Tasks to perform:
1 – For each statement (a), (b) and (c), decide whether it agrees with the high blood pressure text. Answer yes or no, and quote the deciding words of the text.
(a) Someone under 55 will be offered an ACE inhibitor or an angiotensin-2 receptor blocker.
(b) The text advises getting at least 8 hours of sleep a night.
(c) Once started, blood pressure medicine can never be reduced or stopped.
2 – Set down everything in the high blood pressure text from "Your GP can" down to "of other problems.", copying it word for word.
3 – Answer these questions using the high blood pressure text.
(a) Which home reading does the text give alongside 140/90mmHg?
(b) Which drinks does the text name as sources of caffeine?
(c) To what daily amount does the text say salt intake should be cut?

Simple lifestyle changes can help reduce high blood pressure. Some people may need to take medicine as well.
Your GP can tell you about changes you can make to your lifestyle. They will discuss with you if they think you'll also need medicine.
When treatment is recommended
Everyone with high blood pressure is advised to make healthy lifestyle changes.
To decide if you need medicine, your GP will look at your:
- blood pressure readings
- risk of developing problems such as heart attacks or strokes
Your GP will do some blood and urine tests. They will ask questions about your health to determine your risk of other problems.
If your blood pressure is consistently above:
- 140/90mmHg (or 135/85mmHg at home), but your risk of other problems is low – you'll be advised to make some changes to your lifestyle
- 140/90mmHg (or 135/85mmHg at home) and your risk of other problems is high – you'll be offered medicine to lower your blood pressure. This will be in addition to lifestyle changes
- 160/100mmHg – you'll be offered medicine to lower your blood pressure,. This will be in addition to lifestyle changes
There are some changes you could make to your lifestyle to reduce high blood pressure.
Some of these will lower your blood pressure in a matter of weeks, while others may take longer.
- cut your salt intake to less than 6g (0.2oz) a day (about 1 teaspoon)
- eat a low-fat, balanced diet - include plenty of fresh fruit and vegetables
- be active
- cut down on alcohol
- lose weight – find out what your ideal weight is using the BMI healthy weight calculator
- drink less caffeine – found in coffee, tea and cola
- stop smoking
- get at least 6 hours of sleep a night
You can take these steps today, even if you already take blood pressure medicines.
By making these changes early on you may be able to avoid needing medicines.
Get more ideas on how to get active
Find out how many units of alcohol are in a standard drink
Medicines for high blood pressure
Several types of medicine can be used to help control high blood pressure.
- An ACE inhibitor or an angiotensin-2 receptor blocker (ARB) will be offered if you're under 55 years of age
- a calcium channel blocker or an ACE inhibitor or a combination of both and other medicines will be offered if you're aged 55 or older
You may need to take blood pressure medicine for the rest of your life. Your GP might be able to reduce or stop your treatment if your blood pressure stays under control for several years.

Supplied entries:
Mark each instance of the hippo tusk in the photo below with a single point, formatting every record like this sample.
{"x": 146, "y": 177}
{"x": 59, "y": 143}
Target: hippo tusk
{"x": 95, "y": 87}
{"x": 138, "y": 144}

Expected outputs:
1 –
(a) Yes: "An ACE inhibitor or an angiotensin-2 receptor blocker (ARB) will be offered if you're under 55 years of age"
(b) No: "get at least 6 hours of sleep a night"
(c) No: "Your GP might be able to reduce or stop your treatment if your blood pressure stays under control for several years."

2 –
Your GP can tell you about changes you can make to your lifestyle. They will discuss with you if they think you'll also need medicine.
When treatment is recommended
Everyone with high blood pressure is advised to make healthy lifestyle changes.
To decide if you need medicine, your GP will look at your:
- blood pressure readings
- risk of developing problems such as heart attacks or strokes
Your GP will do some blood and urine tests. They will ask questions about your health to determine your risk of other problems.

3 –
(a) 135/85mmHg
(b) Coffee, tea and cola
(c) Less than 6g (0.2oz) a day, about 1 teaspoon